# [TASK PROMPT]
Across the whole listing, copy out every line that includes the string "tree".

# [MATERIAL PROVIDED]
□ □ □ □

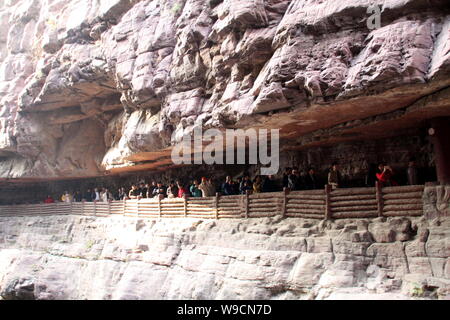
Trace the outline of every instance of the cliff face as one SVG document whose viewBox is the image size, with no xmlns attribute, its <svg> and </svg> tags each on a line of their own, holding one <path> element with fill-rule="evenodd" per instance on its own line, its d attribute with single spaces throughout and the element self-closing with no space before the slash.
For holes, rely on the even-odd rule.
<svg viewBox="0 0 450 320">
<path fill-rule="evenodd" d="M 4 1 L 0 177 L 167 165 L 198 126 L 281 128 L 307 148 L 448 116 L 446 5 Z"/>
<path fill-rule="evenodd" d="M 449 222 L 0 217 L 0 295 L 448 299 Z"/>
</svg>

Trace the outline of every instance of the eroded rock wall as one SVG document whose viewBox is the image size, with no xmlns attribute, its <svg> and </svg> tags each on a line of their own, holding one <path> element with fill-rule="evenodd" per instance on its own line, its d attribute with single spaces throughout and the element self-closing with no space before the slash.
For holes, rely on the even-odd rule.
<svg viewBox="0 0 450 320">
<path fill-rule="evenodd" d="M 369 30 L 373 4 L 382 26 Z M 408 128 L 449 116 L 447 9 L 445 0 L 4 1 L 0 176 L 167 164 L 162 150 L 198 126 L 281 128 L 307 147 L 318 130 L 330 141 L 345 130 L 370 137 L 392 117 Z"/>
<path fill-rule="evenodd" d="M 448 217 L 0 217 L 4 299 L 450 298 Z"/>
</svg>

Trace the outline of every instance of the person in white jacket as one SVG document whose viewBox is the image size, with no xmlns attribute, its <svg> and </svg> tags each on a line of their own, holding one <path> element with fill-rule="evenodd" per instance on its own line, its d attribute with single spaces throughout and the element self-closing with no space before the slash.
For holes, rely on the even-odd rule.
<svg viewBox="0 0 450 320">
<path fill-rule="evenodd" d="M 112 200 L 112 194 L 109 192 L 107 188 L 105 188 L 100 193 L 100 198 L 102 202 L 108 202 L 109 200 Z"/>
</svg>

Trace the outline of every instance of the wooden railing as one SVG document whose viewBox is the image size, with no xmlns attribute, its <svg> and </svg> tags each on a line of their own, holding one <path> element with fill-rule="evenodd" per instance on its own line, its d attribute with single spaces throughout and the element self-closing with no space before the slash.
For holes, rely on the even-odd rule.
<svg viewBox="0 0 450 320">
<path fill-rule="evenodd" d="M 140 199 L 0 206 L 0 216 L 85 215 L 143 218 L 312 219 L 420 216 L 424 186 L 307 190 L 208 198 Z"/>
</svg>

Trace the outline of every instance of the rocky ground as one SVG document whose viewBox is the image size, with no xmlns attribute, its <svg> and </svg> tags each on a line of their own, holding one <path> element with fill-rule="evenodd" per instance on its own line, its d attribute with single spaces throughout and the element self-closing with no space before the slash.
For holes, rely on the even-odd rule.
<svg viewBox="0 0 450 320">
<path fill-rule="evenodd" d="M 3 299 L 450 299 L 450 219 L 0 218 Z"/>
</svg>

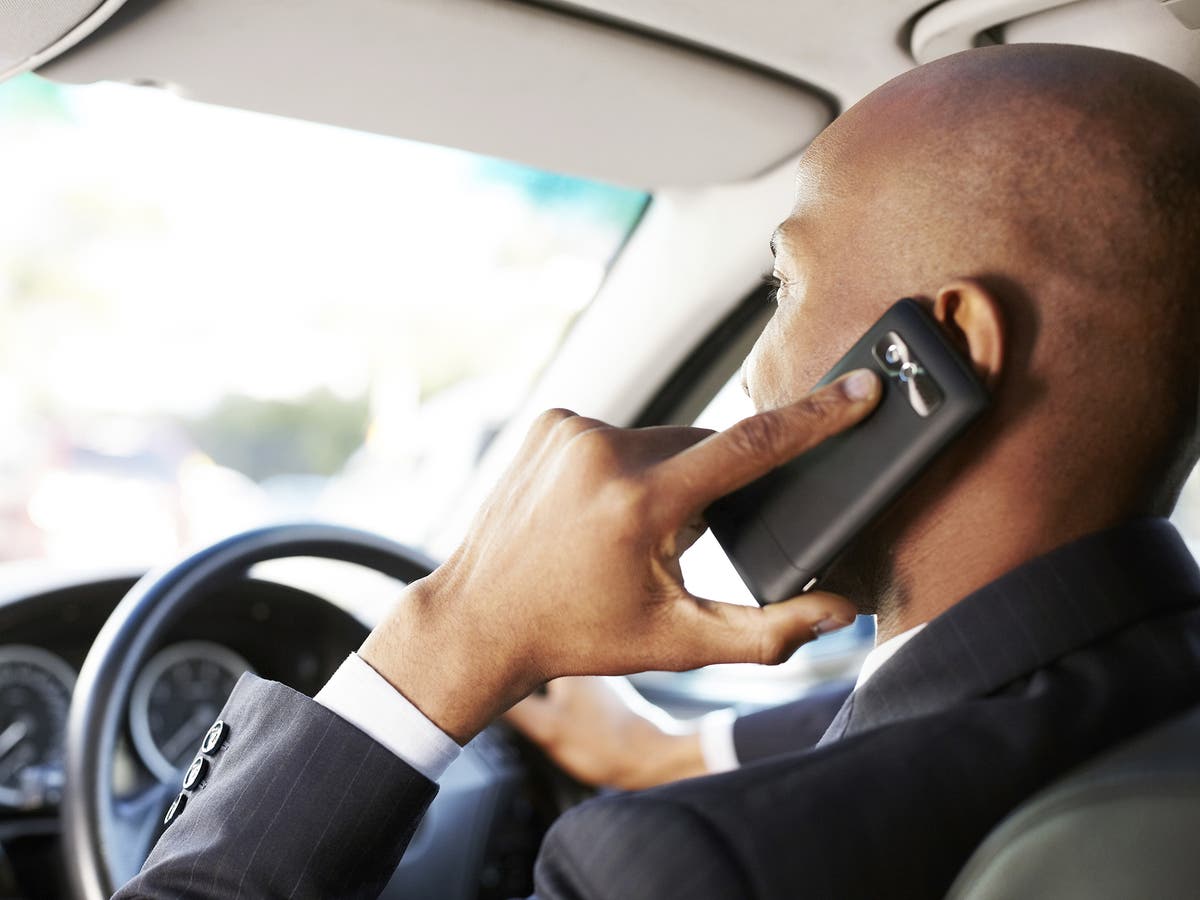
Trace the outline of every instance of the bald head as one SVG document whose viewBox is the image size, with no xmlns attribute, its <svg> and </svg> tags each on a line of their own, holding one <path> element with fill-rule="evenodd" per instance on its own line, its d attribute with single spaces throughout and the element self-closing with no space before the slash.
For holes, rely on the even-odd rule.
<svg viewBox="0 0 1200 900">
<path fill-rule="evenodd" d="M 1194 85 L 1082 47 L 957 54 L 884 85 L 805 154 L 748 386 L 786 402 L 895 299 L 933 308 L 970 279 L 1003 319 L 983 336 L 1002 352 L 970 348 L 996 409 L 924 479 L 930 512 L 891 517 L 888 546 L 985 506 L 1025 543 L 1162 513 L 1196 459 L 1198 236 Z M 946 302 L 967 347 L 983 307 Z"/>
</svg>

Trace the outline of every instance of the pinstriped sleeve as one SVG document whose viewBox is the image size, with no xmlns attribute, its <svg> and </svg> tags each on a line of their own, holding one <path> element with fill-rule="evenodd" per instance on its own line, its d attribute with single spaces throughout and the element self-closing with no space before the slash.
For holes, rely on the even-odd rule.
<svg viewBox="0 0 1200 900">
<path fill-rule="evenodd" d="M 131 898 L 376 897 L 436 785 L 308 697 L 245 675 L 228 737 Z"/>
</svg>

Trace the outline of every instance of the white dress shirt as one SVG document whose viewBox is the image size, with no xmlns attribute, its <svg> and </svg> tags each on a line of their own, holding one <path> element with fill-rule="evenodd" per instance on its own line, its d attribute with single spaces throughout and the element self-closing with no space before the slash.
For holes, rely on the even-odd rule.
<svg viewBox="0 0 1200 900">
<path fill-rule="evenodd" d="M 867 683 L 897 650 L 917 636 L 925 623 L 873 648 L 863 660 L 854 690 Z M 365 732 L 428 778 L 437 781 L 462 748 L 398 690 L 351 653 L 315 699 L 326 709 Z M 700 749 L 709 772 L 739 765 L 733 744 L 732 709 L 719 709 L 700 719 Z"/>
<path fill-rule="evenodd" d="M 879 646 L 872 647 L 867 658 L 863 660 L 862 668 L 858 670 L 858 680 L 854 682 L 854 690 L 857 691 L 866 684 L 867 679 L 878 672 L 880 666 L 895 656 L 897 650 L 920 634 L 926 624 L 926 622 L 922 622 L 920 625 L 914 625 L 908 631 L 902 631 L 895 637 L 888 638 Z"/>
<path fill-rule="evenodd" d="M 387 680 L 351 653 L 313 698 L 428 778 L 437 781 L 462 748 Z"/>
</svg>

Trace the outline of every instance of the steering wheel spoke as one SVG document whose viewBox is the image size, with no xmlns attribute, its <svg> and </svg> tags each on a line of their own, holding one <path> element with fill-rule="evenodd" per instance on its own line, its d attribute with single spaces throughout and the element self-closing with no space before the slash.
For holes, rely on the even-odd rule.
<svg viewBox="0 0 1200 900">
<path fill-rule="evenodd" d="M 141 869 L 178 792 L 178 784 L 158 781 L 140 794 L 113 801 L 105 844 L 114 884 L 124 884 Z"/>
</svg>

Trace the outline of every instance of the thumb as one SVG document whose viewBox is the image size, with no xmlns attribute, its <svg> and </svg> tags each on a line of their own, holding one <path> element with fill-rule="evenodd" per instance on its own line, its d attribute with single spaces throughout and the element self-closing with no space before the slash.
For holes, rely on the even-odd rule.
<svg viewBox="0 0 1200 900">
<path fill-rule="evenodd" d="M 857 610 L 849 600 L 813 591 L 764 607 L 716 603 L 695 598 L 695 627 L 689 629 L 694 652 L 712 663 L 752 662 L 778 665 L 801 646 L 854 623 Z"/>
</svg>

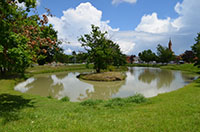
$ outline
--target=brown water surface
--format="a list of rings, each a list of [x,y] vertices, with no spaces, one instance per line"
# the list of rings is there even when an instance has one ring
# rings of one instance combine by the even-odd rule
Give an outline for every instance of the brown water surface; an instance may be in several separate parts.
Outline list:
[[[128,97],[141,93],[153,97],[177,90],[197,78],[181,71],[149,67],[131,67],[125,81],[98,82],[76,78],[78,72],[43,74],[27,79],[15,86],[15,90],[58,99],[68,96],[71,101]]]

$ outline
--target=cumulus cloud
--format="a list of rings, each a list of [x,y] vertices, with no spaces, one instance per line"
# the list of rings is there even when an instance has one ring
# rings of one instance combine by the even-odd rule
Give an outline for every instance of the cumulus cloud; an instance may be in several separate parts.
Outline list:
[[[157,13],[144,15],[134,31],[127,31],[127,39],[135,42],[133,52],[144,49],[154,49],[158,43],[167,46],[172,38],[173,49],[176,54],[183,53],[194,44],[197,32],[200,32],[200,2],[198,0],[183,0],[178,2],[174,10],[179,15],[175,19],[170,17],[159,19]],[[118,33],[120,35],[124,33]],[[118,36],[120,36],[118,35]],[[136,37],[134,37],[136,35]]]
[[[120,3],[123,3],[123,2],[126,2],[126,3],[136,3],[137,0],[112,0],[112,4],[120,4]]]
[[[128,0],[127,0],[128,1]],[[127,2],[113,0],[113,2]],[[136,2],[133,0],[132,3]],[[130,2],[130,1],[129,1]],[[166,17],[160,19],[156,12],[146,14],[141,22],[132,31],[119,31],[109,26],[109,21],[102,21],[102,11],[95,8],[89,2],[81,3],[74,9],[63,11],[63,16],[49,18],[60,39],[67,39],[70,44],[63,44],[65,53],[73,50],[83,50],[77,38],[91,31],[91,24],[97,25],[102,31],[108,31],[109,37],[117,42],[126,54],[138,54],[145,49],[156,51],[156,46],[167,46],[169,38],[172,39],[172,47],[176,54],[190,49],[194,43],[197,32],[200,32],[200,2],[198,0],[183,0],[178,2],[174,10],[179,15],[172,19]]]
[[[102,31],[114,32],[119,29],[110,27],[109,21],[102,21],[102,11],[96,9],[91,3],[81,3],[75,9],[71,8],[63,11],[63,16],[49,17],[49,22],[52,23],[58,31],[59,39],[66,40],[70,44],[64,43],[64,47],[81,46],[77,39],[91,31],[91,24],[99,26]],[[65,49],[68,50],[68,49]]]
[[[199,32],[200,2],[198,0],[184,0],[177,3],[175,11],[179,17],[173,22],[181,31]]]
[[[41,1],[41,0],[37,0],[37,1],[36,1],[36,5],[37,5],[37,6],[40,6],[40,1]]]
[[[140,24],[135,31],[142,31],[148,33],[166,33],[177,30],[176,26],[171,23],[171,18],[159,19],[157,13],[151,15],[144,15]]]

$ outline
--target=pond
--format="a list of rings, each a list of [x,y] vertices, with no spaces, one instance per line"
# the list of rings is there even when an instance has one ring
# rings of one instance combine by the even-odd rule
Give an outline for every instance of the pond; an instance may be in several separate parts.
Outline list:
[[[124,81],[98,82],[79,80],[79,72],[43,74],[27,79],[15,90],[61,99],[65,96],[77,102],[87,99],[128,97],[136,93],[145,97],[182,88],[197,78],[196,75],[150,67],[130,67]]]

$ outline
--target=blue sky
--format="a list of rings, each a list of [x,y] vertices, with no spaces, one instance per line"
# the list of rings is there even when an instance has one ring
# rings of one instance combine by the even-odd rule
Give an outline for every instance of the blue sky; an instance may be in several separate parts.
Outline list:
[[[200,32],[199,0],[38,0],[38,12],[51,9],[49,18],[66,54],[83,50],[77,38],[90,32],[90,25],[108,31],[125,54],[145,49],[156,51],[157,44],[167,46],[172,39],[176,54],[194,44]],[[191,10],[192,9],[192,10]]]

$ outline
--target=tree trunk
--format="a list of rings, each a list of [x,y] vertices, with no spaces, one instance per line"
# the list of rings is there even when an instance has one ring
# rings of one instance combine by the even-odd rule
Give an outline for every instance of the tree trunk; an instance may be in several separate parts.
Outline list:
[[[97,68],[97,69],[96,69],[96,72],[97,72],[97,73],[100,73],[100,68]]]

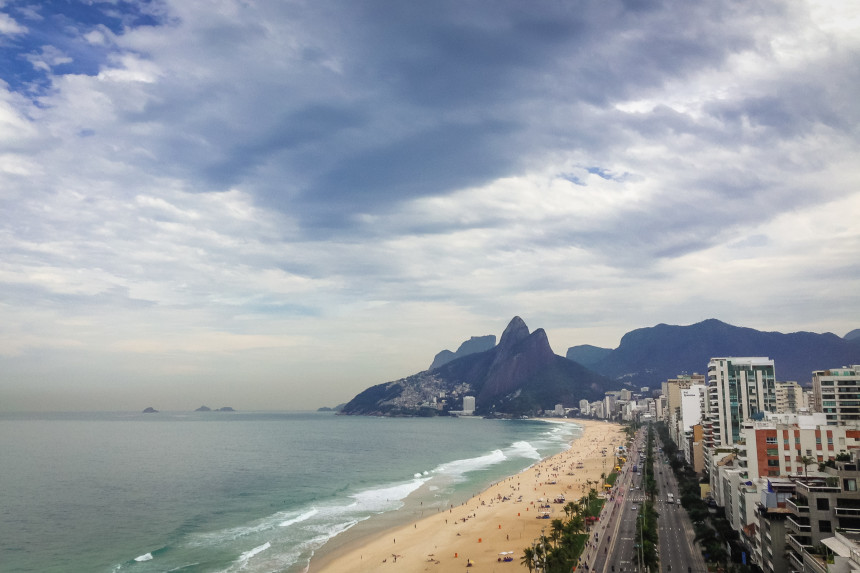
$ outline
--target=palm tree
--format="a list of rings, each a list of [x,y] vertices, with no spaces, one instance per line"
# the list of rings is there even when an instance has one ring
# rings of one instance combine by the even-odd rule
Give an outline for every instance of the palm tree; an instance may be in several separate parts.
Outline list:
[[[535,550],[531,547],[523,549],[523,557],[520,562],[529,568],[529,573],[535,570]]]
[[[809,478],[809,464],[816,461],[815,458],[810,456],[800,456],[800,463],[803,464],[803,477]]]
[[[550,527],[552,528],[552,533],[550,533],[549,538],[558,546],[561,534],[564,533],[564,522],[560,519],[553,519]]]
[[[570,529],[573,531],[573,533],[580,533],[583,529],[585,529],[585,519],[583,519],[581,514],[574,515],[572,518],[570,518],[570,521],[568,523],[570,524]]]

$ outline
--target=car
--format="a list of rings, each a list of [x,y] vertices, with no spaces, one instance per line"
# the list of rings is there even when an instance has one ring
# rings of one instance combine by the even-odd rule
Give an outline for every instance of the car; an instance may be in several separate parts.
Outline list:
[[[635,505],[631,505],[631,506],[630,506],[630,509],[632,509],[633,511],[636,511],[636,506],[635,506]]]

□ □ □ □

# [EXERCISE RESPONSE]
--target=tree trunk
Give an outline for every instance of the tree trunk; an instance may be in several separate parts.
--target=palm tree
Give an outline for every instance of the palm tree; an instance may be in several separate parts.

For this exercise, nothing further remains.